**Source extract:**

══════════════════════════════

# Cheyenne Vanco Camper Tyre pressures



## brimo

HI All

Just got some new tyres for our Autotrail Cheyenne 696G 3850KG weight. They are Continental Vanco Campers 215/75 R 16C

Bloke in the garage says blow them up to 75 psi he says the 75 on the tyre wall means max tyre pressure but I had my others up to 85psi and I think motorhome tyres are built slightly differently

Who is correct? and what pressure should we be blowing them up to?


----------



## Zebedee

Only yesterday I let some air out of mine as I noticed (_for the first time_   ) that the maximum pressure is 69psi - printed on the tyrewall.

That has to be the one to take notice of, not least because the insurance company has an immediate let-out if tyres are over-inflated!!

As for what pressure to blow them up to - have a search. There's loads on here in a number of different threads. The question keeps recurring and definitive answers seem very difficult to come by. Not surprising really, since no two vans are quite the same. :roll:

Dave


----------



## wakk44

I have the Continental Vanco 2 215/70/15 tyres and have been very pleased with them.

They have a max.pressure of 65psi as opposed to the OEM Michelin camping which were 80psi max.

I e-mailed Continental customer service to enquire what the pressures should be.They were very helpful and replied quickly asking what were my axle weights.Fortunately they were on the latest MOT certificate so I didn't have to use a weighbridge.

When I had given them the axle weights they again replied speedily and recommended 45 psi in the front and 55psi rear.

══════════════════════════════

Reproduce the tyre pressure thread word for word, starting at "I e-mailed Continental" and continuing up to and including "use a weighbridge.".

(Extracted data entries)
══════════════════════════════

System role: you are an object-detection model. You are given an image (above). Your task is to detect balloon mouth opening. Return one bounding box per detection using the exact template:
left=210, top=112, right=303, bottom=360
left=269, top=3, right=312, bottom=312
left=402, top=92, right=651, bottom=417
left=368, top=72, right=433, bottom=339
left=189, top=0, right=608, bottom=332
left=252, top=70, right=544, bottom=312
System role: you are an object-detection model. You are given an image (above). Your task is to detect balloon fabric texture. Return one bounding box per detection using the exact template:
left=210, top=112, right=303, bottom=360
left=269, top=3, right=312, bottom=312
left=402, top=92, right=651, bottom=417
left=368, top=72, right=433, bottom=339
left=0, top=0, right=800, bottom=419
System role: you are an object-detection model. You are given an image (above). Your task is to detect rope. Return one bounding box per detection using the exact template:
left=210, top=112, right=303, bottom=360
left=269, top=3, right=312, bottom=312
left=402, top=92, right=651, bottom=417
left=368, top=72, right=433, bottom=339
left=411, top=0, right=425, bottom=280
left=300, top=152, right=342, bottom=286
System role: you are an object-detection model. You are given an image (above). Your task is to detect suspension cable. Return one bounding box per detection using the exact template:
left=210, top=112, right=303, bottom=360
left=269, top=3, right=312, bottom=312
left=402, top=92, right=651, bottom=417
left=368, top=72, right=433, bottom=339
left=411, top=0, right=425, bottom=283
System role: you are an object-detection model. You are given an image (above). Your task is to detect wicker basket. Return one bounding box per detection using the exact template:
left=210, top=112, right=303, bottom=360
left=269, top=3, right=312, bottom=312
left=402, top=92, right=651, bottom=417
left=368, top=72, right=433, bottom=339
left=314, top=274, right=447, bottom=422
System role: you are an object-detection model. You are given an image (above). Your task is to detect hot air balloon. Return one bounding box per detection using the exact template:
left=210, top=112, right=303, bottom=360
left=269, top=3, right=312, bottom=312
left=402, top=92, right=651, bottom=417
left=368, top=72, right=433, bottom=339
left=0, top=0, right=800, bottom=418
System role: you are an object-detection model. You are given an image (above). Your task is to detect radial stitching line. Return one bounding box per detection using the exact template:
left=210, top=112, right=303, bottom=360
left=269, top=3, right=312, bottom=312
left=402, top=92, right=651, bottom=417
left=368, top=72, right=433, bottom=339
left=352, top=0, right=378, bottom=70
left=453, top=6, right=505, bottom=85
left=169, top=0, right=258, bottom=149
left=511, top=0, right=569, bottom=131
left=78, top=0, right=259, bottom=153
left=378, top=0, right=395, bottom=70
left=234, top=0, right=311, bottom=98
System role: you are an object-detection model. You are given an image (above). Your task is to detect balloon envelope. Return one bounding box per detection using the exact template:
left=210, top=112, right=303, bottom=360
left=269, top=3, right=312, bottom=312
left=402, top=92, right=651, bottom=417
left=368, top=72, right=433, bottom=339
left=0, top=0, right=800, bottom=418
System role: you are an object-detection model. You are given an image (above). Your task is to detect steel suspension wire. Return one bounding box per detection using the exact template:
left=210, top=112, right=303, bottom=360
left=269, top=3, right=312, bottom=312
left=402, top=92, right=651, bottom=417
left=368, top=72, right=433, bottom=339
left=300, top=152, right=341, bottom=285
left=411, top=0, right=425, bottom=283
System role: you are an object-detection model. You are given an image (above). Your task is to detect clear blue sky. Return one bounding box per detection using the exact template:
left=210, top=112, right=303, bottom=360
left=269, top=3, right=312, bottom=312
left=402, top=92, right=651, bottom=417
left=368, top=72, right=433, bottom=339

══════════════════════════════

**Completed task:**
I e-mailed Continental customer service to enquire what the pressures should be.They were very helpful and replied quickly asking what were my axle weights.Fortunately they were on the latest MOT certificate so I didn't have to use a weighbridge.